Fear of death keeps Bridge Way grad moving forward

These days, Sam Driben not only makes commitments, he follows through on them.

It seems simple, but it wasn’t always so for the Haverford Township teen.

For most of his high school career, Driben, 18, struggled with drug abuse, ping-ponging between treatment centers and hospitals more than a dozen times before finally kicking his addiction to opiates — prescription and otherwise.

He’s much happier now. Knowing he can and will make it to work and other appointments is a big reason why.

“I don’t have to worry about where I’m going to get money or if I’m going to be able to eat today or how sick am I going to get today,” said Driben, an EMT with a suburban Philadelphia hospital. “I’m able to show up.”

The Bridge Way School in Roxborough, the area’s first-ever high school devoted to students recovering from drug and alcohol abuse, was an important part of Driben’s success.

The private school’s goal: provide a transition from treatment to life as a person in recovery.

Driben only attended the private school for his senior year, but those months proved pivotal, putting him in a position to pursue the career he “fell in love with” after volunteering at an ambulance company his sophomore year.

He’ll soon start paramedic training.

○ ○ ○ ○

### What you will do
A – Please extract the passage of the profile of Sam Driben between "For most of" and "big reason why.", inclusive.
B – Extend the profile of Sam Driben, picking up right after its last sentence.

### Data extract
○ ○ ○ ○

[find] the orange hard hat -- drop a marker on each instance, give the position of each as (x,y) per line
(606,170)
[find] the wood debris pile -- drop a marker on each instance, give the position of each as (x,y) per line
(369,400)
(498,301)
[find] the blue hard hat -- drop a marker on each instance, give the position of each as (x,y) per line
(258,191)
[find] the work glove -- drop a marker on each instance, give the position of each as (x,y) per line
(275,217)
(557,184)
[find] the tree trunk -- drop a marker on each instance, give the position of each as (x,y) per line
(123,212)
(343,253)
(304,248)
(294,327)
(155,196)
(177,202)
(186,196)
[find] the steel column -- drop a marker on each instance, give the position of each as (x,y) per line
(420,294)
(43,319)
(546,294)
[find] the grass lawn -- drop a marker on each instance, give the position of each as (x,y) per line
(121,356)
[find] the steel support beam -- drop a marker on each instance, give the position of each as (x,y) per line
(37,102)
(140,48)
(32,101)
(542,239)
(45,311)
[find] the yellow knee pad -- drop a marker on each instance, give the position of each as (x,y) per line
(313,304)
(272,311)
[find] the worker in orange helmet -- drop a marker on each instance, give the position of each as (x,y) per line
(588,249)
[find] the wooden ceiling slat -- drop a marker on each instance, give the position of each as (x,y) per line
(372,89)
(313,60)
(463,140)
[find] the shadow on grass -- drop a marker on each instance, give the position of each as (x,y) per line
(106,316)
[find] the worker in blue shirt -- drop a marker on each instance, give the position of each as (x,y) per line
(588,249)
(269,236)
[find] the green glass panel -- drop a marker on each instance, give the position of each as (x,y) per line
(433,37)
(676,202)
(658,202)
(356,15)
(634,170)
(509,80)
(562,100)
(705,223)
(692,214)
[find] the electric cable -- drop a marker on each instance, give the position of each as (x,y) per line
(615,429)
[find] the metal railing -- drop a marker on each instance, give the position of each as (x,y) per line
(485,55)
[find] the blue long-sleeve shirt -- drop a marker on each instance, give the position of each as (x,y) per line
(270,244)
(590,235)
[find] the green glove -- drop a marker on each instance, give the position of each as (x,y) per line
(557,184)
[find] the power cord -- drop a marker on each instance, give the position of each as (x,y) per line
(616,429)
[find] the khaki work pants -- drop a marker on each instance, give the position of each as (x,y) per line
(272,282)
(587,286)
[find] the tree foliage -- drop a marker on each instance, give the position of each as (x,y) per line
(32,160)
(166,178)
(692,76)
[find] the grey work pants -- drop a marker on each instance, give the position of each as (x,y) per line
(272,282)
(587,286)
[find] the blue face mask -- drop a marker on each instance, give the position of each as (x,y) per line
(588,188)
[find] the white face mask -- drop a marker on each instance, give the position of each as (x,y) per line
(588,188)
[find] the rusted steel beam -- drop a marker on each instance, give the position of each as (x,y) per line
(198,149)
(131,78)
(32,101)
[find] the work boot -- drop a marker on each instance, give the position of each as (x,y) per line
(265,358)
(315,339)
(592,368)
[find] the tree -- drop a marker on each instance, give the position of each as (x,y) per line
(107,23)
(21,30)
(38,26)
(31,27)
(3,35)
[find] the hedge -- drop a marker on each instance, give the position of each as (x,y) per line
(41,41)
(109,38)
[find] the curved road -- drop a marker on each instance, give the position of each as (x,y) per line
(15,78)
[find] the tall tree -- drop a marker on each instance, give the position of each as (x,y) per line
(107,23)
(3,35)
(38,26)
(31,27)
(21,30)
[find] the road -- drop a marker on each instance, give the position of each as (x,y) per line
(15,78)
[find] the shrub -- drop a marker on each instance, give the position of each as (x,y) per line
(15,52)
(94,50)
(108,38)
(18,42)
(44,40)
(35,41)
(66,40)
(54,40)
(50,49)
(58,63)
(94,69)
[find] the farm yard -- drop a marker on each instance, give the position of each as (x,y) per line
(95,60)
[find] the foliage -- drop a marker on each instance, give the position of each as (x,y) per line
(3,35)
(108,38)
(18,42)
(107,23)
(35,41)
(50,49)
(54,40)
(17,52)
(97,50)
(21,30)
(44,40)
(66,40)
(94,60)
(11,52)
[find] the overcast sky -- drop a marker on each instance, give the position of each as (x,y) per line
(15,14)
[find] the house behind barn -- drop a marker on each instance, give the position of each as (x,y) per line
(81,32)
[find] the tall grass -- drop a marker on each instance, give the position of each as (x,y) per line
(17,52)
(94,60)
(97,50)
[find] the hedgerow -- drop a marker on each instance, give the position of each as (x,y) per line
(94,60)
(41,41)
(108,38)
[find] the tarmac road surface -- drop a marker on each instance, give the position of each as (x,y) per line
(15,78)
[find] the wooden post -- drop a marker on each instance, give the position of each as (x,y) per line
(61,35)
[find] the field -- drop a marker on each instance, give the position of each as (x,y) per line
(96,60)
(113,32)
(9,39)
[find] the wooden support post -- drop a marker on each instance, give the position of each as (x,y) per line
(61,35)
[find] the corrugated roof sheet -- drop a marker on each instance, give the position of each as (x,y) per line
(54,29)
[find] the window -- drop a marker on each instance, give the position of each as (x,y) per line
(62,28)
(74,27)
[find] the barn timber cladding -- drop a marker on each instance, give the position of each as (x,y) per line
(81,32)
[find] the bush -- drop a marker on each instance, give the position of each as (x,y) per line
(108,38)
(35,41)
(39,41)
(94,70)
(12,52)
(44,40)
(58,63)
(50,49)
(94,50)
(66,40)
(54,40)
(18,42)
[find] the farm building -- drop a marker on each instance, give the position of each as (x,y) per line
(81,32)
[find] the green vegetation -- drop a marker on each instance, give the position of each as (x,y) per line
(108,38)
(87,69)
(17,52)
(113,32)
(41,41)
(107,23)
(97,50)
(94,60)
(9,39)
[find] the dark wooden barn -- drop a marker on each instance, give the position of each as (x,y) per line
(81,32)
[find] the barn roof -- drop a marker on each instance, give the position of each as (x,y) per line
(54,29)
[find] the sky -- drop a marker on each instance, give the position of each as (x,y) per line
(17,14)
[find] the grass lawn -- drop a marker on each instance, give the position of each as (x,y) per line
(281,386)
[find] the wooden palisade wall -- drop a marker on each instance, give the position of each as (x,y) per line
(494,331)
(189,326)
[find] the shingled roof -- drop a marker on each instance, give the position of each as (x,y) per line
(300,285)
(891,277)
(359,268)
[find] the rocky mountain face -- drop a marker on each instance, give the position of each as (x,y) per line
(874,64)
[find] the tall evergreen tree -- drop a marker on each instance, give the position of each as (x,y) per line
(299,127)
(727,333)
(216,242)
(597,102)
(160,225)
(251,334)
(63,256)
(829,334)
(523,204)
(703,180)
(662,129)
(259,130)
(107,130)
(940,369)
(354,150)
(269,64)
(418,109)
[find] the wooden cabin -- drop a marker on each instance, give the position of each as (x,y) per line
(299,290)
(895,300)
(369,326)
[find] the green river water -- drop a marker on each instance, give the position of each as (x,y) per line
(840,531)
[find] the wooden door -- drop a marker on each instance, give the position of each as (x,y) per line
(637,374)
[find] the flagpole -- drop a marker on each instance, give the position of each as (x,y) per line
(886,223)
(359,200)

○ ○ ○ ○

### Task-by-task outputs
A –
For most of his high school career, Driben, 18, struggled with drug abuse, ping-ponging between treatment centers and hospitals more than a dozen times before finally kicking his addiction to opiates — prescription and otherwise.

He’s much happier now. Knowing he can and will make it to work and other appointments is a big reason why.

B –
A motivating fear of death 

The smallness of Bridge Way – there were just three students in last summer’s first-ever graduating class – was key. So too, said Driben, was the fact that everyone there was working towards the same goal.

“It wasn’t like, ‘oh that kid is smoking pot or that kid is snorting coke in the bathroom.’ It’s everyone there doing what they need to do,” he said. 

Having adults in the building who had first-hand experience with the world of drug and alcohol recovery, was also helpful, he said. They weren’t, like many of his former teachers, “just trying to guess what it was.”

There were certainly times when Driben wanted to return to a traditional public school – to have the freedom that comes with the obscurity large public high schools can provide.

As he recently stood inside the Milmont Fire Station in Delaware County, where he volunteers twice a week, Driben said a very real fear of death kept him on track.

“I know I’m going to die if I pick up again,” said Driben. “Maybe not the first time, but I know it’s going to happen.”

In and out of treatment

There was a time when Driben didn’t think he would graduate high school.

Before attending Bridge Way, he had never completed a full year of high school without a stint in a treatment center or a hospital. Over more than three years, he was in and out treatment 13 times.

Soon after arriving at Harriton High, a public high school in Montgomery County, Driben started hanging out with an older crowd.

He started drinking and occasionally smoked pot. But things quickly escalated.

“It progressed horribly into stuff that I wouldn’t have done in my wildest dreams,” said Driben.

Each time he returned from rehab, he returned to Harriton and sank deeper into drug use.

“I spent many Christmases, many Thanksgivings, many birthdays in treatment centers,” said Driben.

While receiving treatment at a center in Harrisburg, he ran away and became suicidal.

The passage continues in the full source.